= GOAL =
With the pictures left out, copy the listing below exactly.

= ENTRIES SUPPLIED =
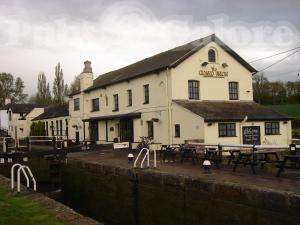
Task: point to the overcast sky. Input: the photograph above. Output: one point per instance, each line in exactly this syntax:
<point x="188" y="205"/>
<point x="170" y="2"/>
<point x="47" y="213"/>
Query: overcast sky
<point x="36" y="35"/>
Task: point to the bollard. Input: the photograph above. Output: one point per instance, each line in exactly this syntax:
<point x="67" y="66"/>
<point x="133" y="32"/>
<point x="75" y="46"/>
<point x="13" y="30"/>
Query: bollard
<point x="293" y="149"/>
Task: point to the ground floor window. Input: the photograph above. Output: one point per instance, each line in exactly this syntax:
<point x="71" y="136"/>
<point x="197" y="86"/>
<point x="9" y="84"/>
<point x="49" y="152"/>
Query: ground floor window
<point x="150" y="129"/>
<point x="272" y="128"/>
<point x="227" y="130"/>
<point x="177" y="130"/>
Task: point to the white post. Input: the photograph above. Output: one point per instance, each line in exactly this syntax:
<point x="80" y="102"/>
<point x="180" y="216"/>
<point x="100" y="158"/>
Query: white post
<point x="12" y="179"/>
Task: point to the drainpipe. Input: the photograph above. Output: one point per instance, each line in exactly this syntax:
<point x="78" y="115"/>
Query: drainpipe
<point x="241" y="131"/>
<point x="169" y="107"/>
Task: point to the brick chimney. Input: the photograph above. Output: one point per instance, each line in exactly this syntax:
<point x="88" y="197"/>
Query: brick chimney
<point x="87" y="76"/>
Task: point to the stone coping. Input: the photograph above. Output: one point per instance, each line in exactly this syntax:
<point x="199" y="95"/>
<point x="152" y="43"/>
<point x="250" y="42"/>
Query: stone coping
<point x="59" y="210"/>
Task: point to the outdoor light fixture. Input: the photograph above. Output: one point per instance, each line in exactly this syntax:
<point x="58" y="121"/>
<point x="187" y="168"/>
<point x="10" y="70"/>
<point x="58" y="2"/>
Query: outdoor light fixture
<point x="130" y="158"/>
<point x="225" y="65"/>
<point x="204" y="64"/>
<point x="206" y="166"/>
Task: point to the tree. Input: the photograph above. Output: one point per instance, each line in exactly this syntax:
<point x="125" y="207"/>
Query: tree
<point x="58" y="86"/>
<point x="11" y="88"/>
<point x="43" y="95"/>
<point x="19" y="95"/>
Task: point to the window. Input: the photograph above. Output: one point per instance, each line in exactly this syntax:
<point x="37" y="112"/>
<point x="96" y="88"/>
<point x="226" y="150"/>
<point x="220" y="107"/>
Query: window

= REPLY =
Task: point to the overcast sky. Input: the photograph above. Output: one point per instance, each line in exactly this syntax:
<point x="188" y="205"/>
<point x="170" y="2"/>
<point x="47" y="213"/>
Query: overcast sky
<point x="36" y="35"/>
Task: point to the bollard. Input: the photograph above. Output: one point per instance, each line in exactly this syntax:
<point x="67" y="66"/>
<point x="133" y="32"/>
<point x="75" y="46"/>
<point x="13" y="30"/>
Query: bollard
<point x="293" y="149"/>
Task: point to the ground floor window. Input: the photograph above. Output: one point per instance, each line in exactly this syntax:
<point x="71" y="136"/>
<point x="197" y="86"/>
<point x="9" y="84"/>
<point x="49" y="152"/>
Query: ground floor window
<point x="150" y="129"/>
<point x="272" y="128"/>
<point x="227" y="130"/>
<point x="177" y="130"/>
Task: point to the white post. Input: the photograph above. Output: one point per instance, each line in exactly this syntax:
<point x="80" y="102"/>
<point x="180" y="216"/>
<point x="100" y="158"/>
Query: white post
<point x="12" y="179"/>
Task: point to the drainpipe. Input: the photograph above. Output: one point per instance, each line in exactly this syntax:
<point x="78" y="115"/>
Query: drainpipe
<point x="241" y="131"/>
<point x="169" y="107"/>
Task: point to the brick chimney. Input: the photograph above. Output: one point per instance, each line in exactly this syntax:
<point x="88" y="197"/>
Query: brick chimney
<point x="87" y="76"/>
Task: point to the stone coping. Input: the photograph above. Output: one point per instance, each line in exactly this syntax:
<point x="199" y="95"/>
<point x="152" y="43"/>
<point x="250" y="42"/>
Query: stone coping
<point x="59" y="210"/>
Task: point to the outdoor light fixture. Input: the photograph above. Output: one point per instance, each line in exactly this syntax:
<point x="58" y="121"/>
<point x="187" y="168"/>
<point x="10" y="70"/>
<point x="58" y="2"/>
Query: outdoor light fixture
<point x="130" y="158"/>
<point x="225" y="65"/>
<point x="204" y="64"/>
<point x="206" y="166"/>
Task: point to the tree. Input: the photograph above. Output: one point per instance, each line in exactly this syntax:
<point x="125" y="207"/>
Query: tree
<point x="58" y="86"/>
<point x="11" y="88"/>
<point x="43" y="95"/>
<point x="19" y="95"/>
Task: point to the window. Input: the photograph above. Output: one point per instance, each line in exactly this syntax:
<point x="37" y="112"/>
<point x="96" y="88"/>
<point x="226" y="150"/>
<point x="220" y="107"/>
Query: window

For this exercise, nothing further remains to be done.